● **Requirement**:
Render every line of the data below as a Markdown table with a Row column numbering each line and a Line column holding its text, leaving out blank lines and the pictures.
_____
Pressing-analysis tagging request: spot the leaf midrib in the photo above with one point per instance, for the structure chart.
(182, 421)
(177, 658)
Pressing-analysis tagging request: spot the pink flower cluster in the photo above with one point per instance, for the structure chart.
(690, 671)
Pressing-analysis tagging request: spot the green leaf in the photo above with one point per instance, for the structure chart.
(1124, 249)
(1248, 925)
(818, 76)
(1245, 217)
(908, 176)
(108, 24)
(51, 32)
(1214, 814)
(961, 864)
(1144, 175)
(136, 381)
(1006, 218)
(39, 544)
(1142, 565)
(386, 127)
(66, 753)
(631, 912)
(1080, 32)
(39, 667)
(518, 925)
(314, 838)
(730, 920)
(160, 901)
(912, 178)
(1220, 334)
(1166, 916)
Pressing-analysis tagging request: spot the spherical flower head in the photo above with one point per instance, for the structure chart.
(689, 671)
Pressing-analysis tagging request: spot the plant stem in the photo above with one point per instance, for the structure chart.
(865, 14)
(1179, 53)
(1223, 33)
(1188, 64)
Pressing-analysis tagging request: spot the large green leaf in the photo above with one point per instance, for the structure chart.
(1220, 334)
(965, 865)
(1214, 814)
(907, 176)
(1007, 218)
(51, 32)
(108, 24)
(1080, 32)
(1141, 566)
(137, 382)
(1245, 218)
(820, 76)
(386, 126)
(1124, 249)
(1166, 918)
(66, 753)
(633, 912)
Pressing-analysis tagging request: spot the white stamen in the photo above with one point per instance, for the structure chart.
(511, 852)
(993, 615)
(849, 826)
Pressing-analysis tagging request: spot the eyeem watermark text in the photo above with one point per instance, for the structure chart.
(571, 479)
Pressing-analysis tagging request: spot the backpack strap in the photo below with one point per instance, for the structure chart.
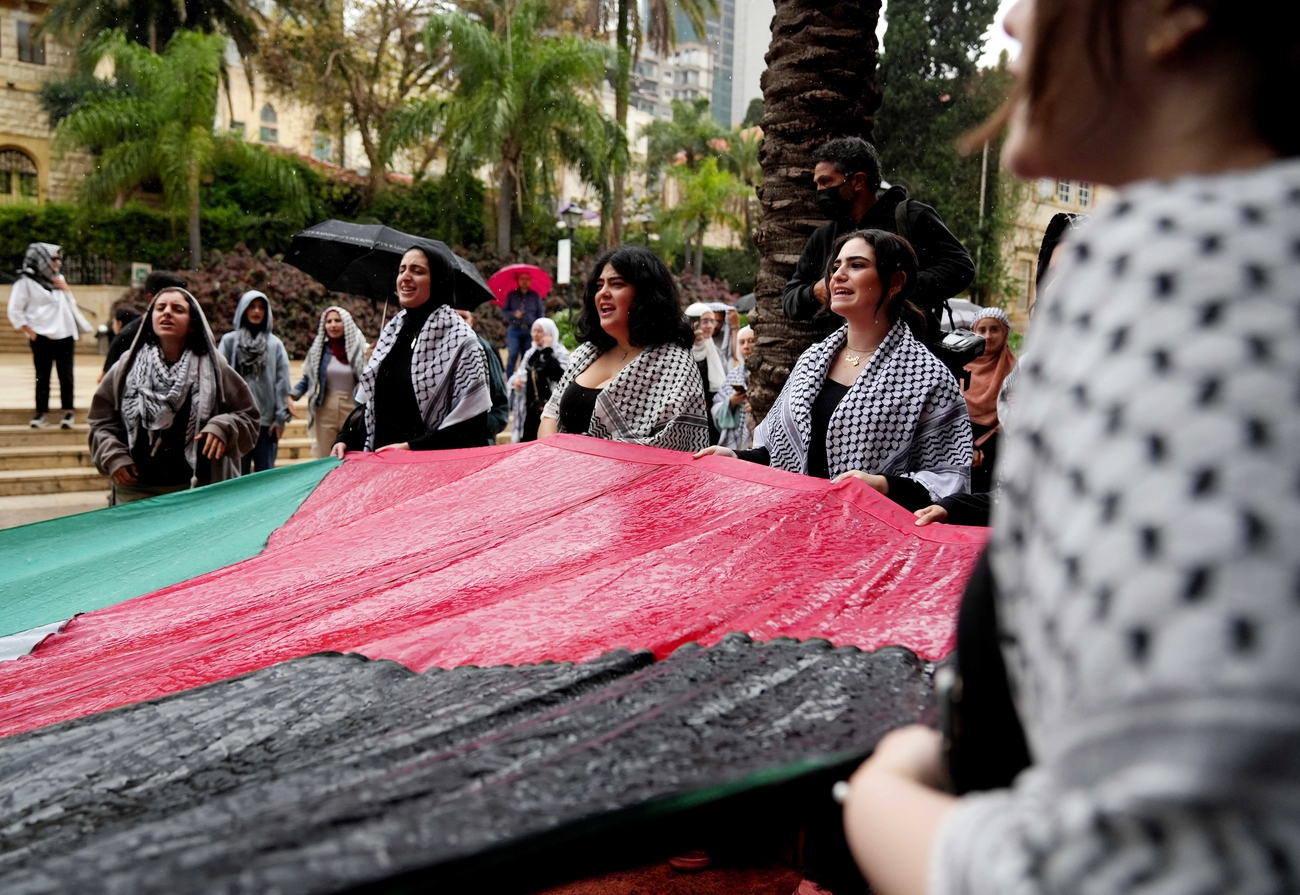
(901, 220)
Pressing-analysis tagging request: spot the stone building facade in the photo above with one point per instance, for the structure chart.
(27, 171)
(1044, 199)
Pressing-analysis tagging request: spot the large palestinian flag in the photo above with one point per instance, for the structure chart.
(411, 669)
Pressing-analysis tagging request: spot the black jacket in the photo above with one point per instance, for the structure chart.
(945, 267)
(121, 342)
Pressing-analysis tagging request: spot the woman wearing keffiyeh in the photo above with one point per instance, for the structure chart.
(425, 387)
(170, 414)
(870, 401)
(632, 379)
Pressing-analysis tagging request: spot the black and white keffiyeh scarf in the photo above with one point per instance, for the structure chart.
(155, 392)
(354, 345)
(902, 416)
(658, 400)
(250, 351)
(449, 371)
(38, 263)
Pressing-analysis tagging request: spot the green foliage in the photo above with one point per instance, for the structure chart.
(164, 130)
(707, 197)
(932, 95)
(60, 96)
(295, 298)
(737, 267)
(139, 233)
(692, 135)
(447, 208)
(524, 102)
(152, 22)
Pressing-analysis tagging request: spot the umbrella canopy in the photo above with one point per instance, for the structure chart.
(363, 259)
(503, 281)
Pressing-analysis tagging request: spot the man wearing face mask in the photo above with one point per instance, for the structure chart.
(848, 180)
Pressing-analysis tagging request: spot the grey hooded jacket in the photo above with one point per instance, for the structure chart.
(272, 388)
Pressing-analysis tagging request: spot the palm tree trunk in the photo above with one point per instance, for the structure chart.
(622, 90)
(819, 83)
(195, 236)
(505, 206)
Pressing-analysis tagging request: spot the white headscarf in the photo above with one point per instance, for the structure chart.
(707, 351)
(518, 401)
(354, 345)
(735, 359)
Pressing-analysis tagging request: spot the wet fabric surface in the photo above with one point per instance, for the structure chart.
(53, 570)
(332, 772)
(429, 561)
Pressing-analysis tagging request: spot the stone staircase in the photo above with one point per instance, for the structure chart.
(14, 341)
(57, 461)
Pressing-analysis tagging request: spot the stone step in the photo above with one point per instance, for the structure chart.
(21, 436)
(16, 435)
(46, 457)
(13, 341)
(22, 415)
(51, 481)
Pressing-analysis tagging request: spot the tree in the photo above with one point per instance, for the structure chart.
(819, 83)
(152, 22)
(521, 102)
(164, 130)
(661, 34)
(934, 94)
(707, 195)
(692, 135)
(741, 159)
(358, 63)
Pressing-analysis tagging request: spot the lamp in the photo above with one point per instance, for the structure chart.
(571, 215)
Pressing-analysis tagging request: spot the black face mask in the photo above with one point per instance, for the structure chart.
(833, 206)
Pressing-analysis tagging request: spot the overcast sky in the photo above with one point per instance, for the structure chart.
(997, 38)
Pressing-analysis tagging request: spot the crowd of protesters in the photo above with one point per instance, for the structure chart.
(1126, 675)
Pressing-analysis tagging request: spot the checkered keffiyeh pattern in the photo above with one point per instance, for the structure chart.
(658, 400)
(902, 416)
(449, 372)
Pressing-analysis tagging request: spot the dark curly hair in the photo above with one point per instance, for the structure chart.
(655, 315)
(852, 155)
(893, 255)
(195, 340)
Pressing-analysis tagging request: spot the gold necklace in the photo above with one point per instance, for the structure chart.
(852, 359)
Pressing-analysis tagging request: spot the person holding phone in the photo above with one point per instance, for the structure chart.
(731, 403)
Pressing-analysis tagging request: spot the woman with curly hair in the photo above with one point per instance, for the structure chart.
(870, 401)
(632, 377)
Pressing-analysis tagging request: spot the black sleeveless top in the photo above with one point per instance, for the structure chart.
(577, 403)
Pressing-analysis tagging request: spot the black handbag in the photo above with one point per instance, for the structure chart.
(958, 349)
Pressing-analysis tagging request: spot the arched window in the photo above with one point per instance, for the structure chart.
(17, 177)
(269, 132)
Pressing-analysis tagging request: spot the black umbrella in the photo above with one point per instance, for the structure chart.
(363, 259)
_____
● **Reply to the task**:
| Row | Line |
|---|---|
| 1 | Pressing-analysis tagging request: spot the leaf midrib in the photo above with one point per instance, for the structure chart. |
| 2 | (182, 421) |
| 3 | (177, 658) |
| 4 | Pressing-analysis tagging request: spot the pink flower cluster in the photo above with one point per instance, for the structure chart. |
| 5 | (690, 671) |
| 6 | Pressing-analysis tagging request: spot the green leaf in the photo above with one point per instance, for the structure chart. |
| 7 | (1124, 249) |
| 8 | (1248, 925) |
| 9 | (818, 76) |
| 10 | (1245, 217) |
| 11 | (908, 176) |
| 12 | (108, 24) |
| 13 | (51, 32) |
| 14 | (1214, 814) |
| 15 | (961, 864) |
| 16 | (1144, 175) |
| 17 | (136, 381) |
| 18 | (1006, 218) |
| 19 | (39, 544) |
| 20 | (1142, 565) |
| 21 | (386, 127) |
| 22 | (66, 753) |
| 23 | (631, 912) |
| 24 | (1080, 32) |
| 25 | (39, 667) |
| 26 | (518, 925) |
| 27 | (314, 838) |
| 28 | (730, 920) |
| 29 | (160, 901) |
| 30 | (912, 178) |
| 31 | (1220, 334) |
| 32 | (1166, 916) |
| 33 | Pressing-analysis tagging request: spot the spherical flower head in the photo above with one point per instance, for the structure chart. |
| 34 | (689, 671) |
| 35 | Pressing-analysis tagging request: spot the plant stem in the photo above with one point per instance, for the structure chart. |
| 36 | (865, 14) |
| 37 | (1179, 53) |
| 38 | (1223, 33) |
| 39 | (1188, 64) |
| 40 | Pressing-analysis tagging request: spot the large green leaf in the photo above with one point per instance, for the structure chart. |
| 41 | (1220, 334) |
| 42 | (965, 865) |
| 43 | (1214, 814) |
| 44 | (907, 176) |
| 45 | (1007, 218) |
| 46 | (51, 32) |
| 47 | (108, 24) |
| 48 | (1080, 32) |
| 49 | (1141, 566) |
| 50 | (137, 382) |
| 51 | (1245, 218) |
| 52 | (820, 76) |
| 53 | (386, 126) |
| 54 | (1124, 249) |
| 55 | (1166, 918) |
| 56 | (66, 753) |
| 57 | (633, 912) |
| 58 | Pressing-analysis tagging request: spot the white stamen in the photo above with one point per instance, for the structure chart. |
| 59 | (511, 852) |
| 60 | (993, 615) |
| 61 | (849, 826) |
| 62 | Pressing-analysis tagging request: spot the eyeem watermark text in the photo above with one point per instance, for the structure chart. |
| 63 | (571, 479) |
| 64 | Pressing-analysis tagging request: spot the backpack strap in the photo below with one point per instance, for the structure chart. |
| 65 | (901, 220) |
| 66 | Pressing-analysis tagging request: spot the stone building facade in the photo above with one point per instance, for the structure chart. |
| 67 | (27, 171) |
| 68 | (1044, 199) |
| 69 | Pressing-analysis tagging request: spot the large palestinian flag in the photo above with one point per instance, for the structure chart. |
| 70 | (411, 669) |
| 71 | Pressing-analysis tagging request: spot the black jacket in the photo above with one point per instance, for the structure chart. |
| 72 | (945, 267) |
| 73 | (121, 342) |
| 74 | Pressing-analysis tagging request: spot the woman wearing keffiyeh in the photo above with one point per instance, for the structure chart. |
| 75 | (425, 387) |
| 76 | (170, 414) |
| 77 | (870, 401) |
| 78 | (632, 379) |
| 79 | Pressing-analysis tagging request: spot the black and white keffiyeh scarf in the photo above with one point per instance, for the structure chart. |
| 80 | (155, 392) |
| 81 | (354, 345) |
| 82 | (902, 416) |
| 83 | (658, 400) |
| 84 | (250, 351) |
| 85 | (449, 371) |
| 86 | (38, 263) |
| 87 | Pressing-analysis tagging request: spot the green foliage in the photo above with one point per instance, for the structure chart. |
| 88 | (164, 130) |
| 89 | (707, 197) |
| 90 | (932, 95) |
| 91 | (60, 96) |
| 92 | (295, 298) |
| 93 | (737, 267) |
| 94 | (139, 233) |
| 95 | (692, 135) |
| 96 | (447, 208) |
| 97 | (524, 102) |
| 98 | (152, 22) |
| 99 | Pressing-analysis tagging request: spot the umbrella canopy in the photo above with one point per instance, for the structure chart. |
| 100 | (363, 259) |
| 101 | (503, 281) |
| 102 | Pressing-analysis tagging request: spot the man wearing face mask in the photo above with one point per instance, for the structure chart. |
| 103 | (848, 180) |
| 104 | Pressing-analysis tagging request: spot the grey hooded jacket in the photo above with one point per instance, for the structure chart. |
| 105 | (272, 388) |
| 106 | Pressing-analysis tagging request: spot the palm tree trunk in the photo above with one point per instance, for the structure chart. |
| 107 | (622, 90) |
| 108 | (819, 83) |
| 109 | (195, 236) |
| 110 | (505, 206) |
| 111 | Pressing-analysis tagging request: spot the white headscarf in the photo above with one point per instance, for the structure chart. |
| 112 | (707, 351) |
| 113 | (518, 401) |
| 114 | (354, 345) |
| 115 | (735, 359) |
| 116 | Pressing-analysis tagging request: spot the wet fabric surface in the photo above with one point per instance, for the structure chart. |
| 117 | (53, 570) |
| 118 | (332, 772) |
| 119 | (429, 561) |
| 120 | Pressing-analysis tagging request: spot the stone staircase in the photo above with one point per instance, for the structure chart. |
| 121 | (14, 341) |
| 122 | (57, 461) |
| 123 | Pressing-analysis tagging request: spot the stone step in the photo above with one point per instance, for the structure chart. |
| 124 | (21, 436) |
| 125 | (16, 435) |
| 126 | (46, 457) |
| 127 | (13, 341) |
| 128 | (22, 415) |
| 129 | (51, 481) |
| 130 | Pressing-analysis tagging request: spot the tree in the photo above with one point per instance, for the structure chart. |
| 131 | (819, 83) |
| 132 | (152, 22) |
| 133 | (521, 102) |
| 134 | (164, 130) |
| 135 | (661, 34) |
| 136 | (934, 94) |
| 137 | (707, 195) |
| 138 | (692, 135) |
| 139 | (741, 159) |
| 140 | (358, 63) |
| 141 | Pressing-analysis tagging request: spot the lamp in the photo above with one point per instance, for the structure chart. |
| 142 | (571, 215) |
| 143 | Pressing-analysis tagging request: spot the black face mask in the photo above with one point per instance, for the structure chart. |
| 144 | (833, 206) |
| 145 | Pressing-analysis tagging request: spot the overcast sky in the photo above with one point per instance, for the structure chart. |
| 146 | (997, 38) |
| 147 | Pressing-analysis tagging request: spot the crowd of protesters in the photo above with one point per instance, for the structure chart. |
| 148 | (1126, 675) |
| 149 | Pressing-analysis tagging request: spot the checkered keffiyeh pattern in the photo above with one point per instance, for the structure chart. |
| 150 | (658, 400) |
| 151 | (902, 416) |
| 152 | (449, 372) |
| 153 | Pressing-analysis tagging request: spot the dark curly hair in the photo above with one point per instance, for the structure chart. |
| 154 | (655, 315) |
| 155 | (852, 155) |
| 156 | (893, 255) |
| 157 | (195, 340) |
| 158 | Pressing-analysis tagging request: spot the gold necklace in the photo above with one point per instance, for the structure chart. |
| 159 | (852, 359) |
| 160 | Pressing-analysis tagging request: spot the person holding phone in the photo above with one point per instance, for the structure chart. |
| 161 | (731, 403) |
| 162 | Pressing-analysis tagging request: spot the woman with curly hair in the photo above with one point per instance, for the structure chart. |
| 163 | (870, 401) |
| 164 | (632, 377) |
| 165 | Pressing-analysis tagging request: spot the black sleeveless top in the photo above with one point per instance, for the structure chart. |
| 166 | (577, 403) |
| 167 | Pressing-analysis tagging request: spot the black handbag in the photo above with one point per instance, for the structure chart. |
| 168 | (958, 349) |
| 169 | Pressing-analysis tagging request: spot the arched window in the photo above with one point per instance, for the structure chart. |
| 170 | (17, 177) |
| 171 | (269, 132) |
| 172 | Pressing-analysis tagging request: spot the black umbrella in the photo above with one point per instance, for the structure chart. |
| 173 | (363, 259) |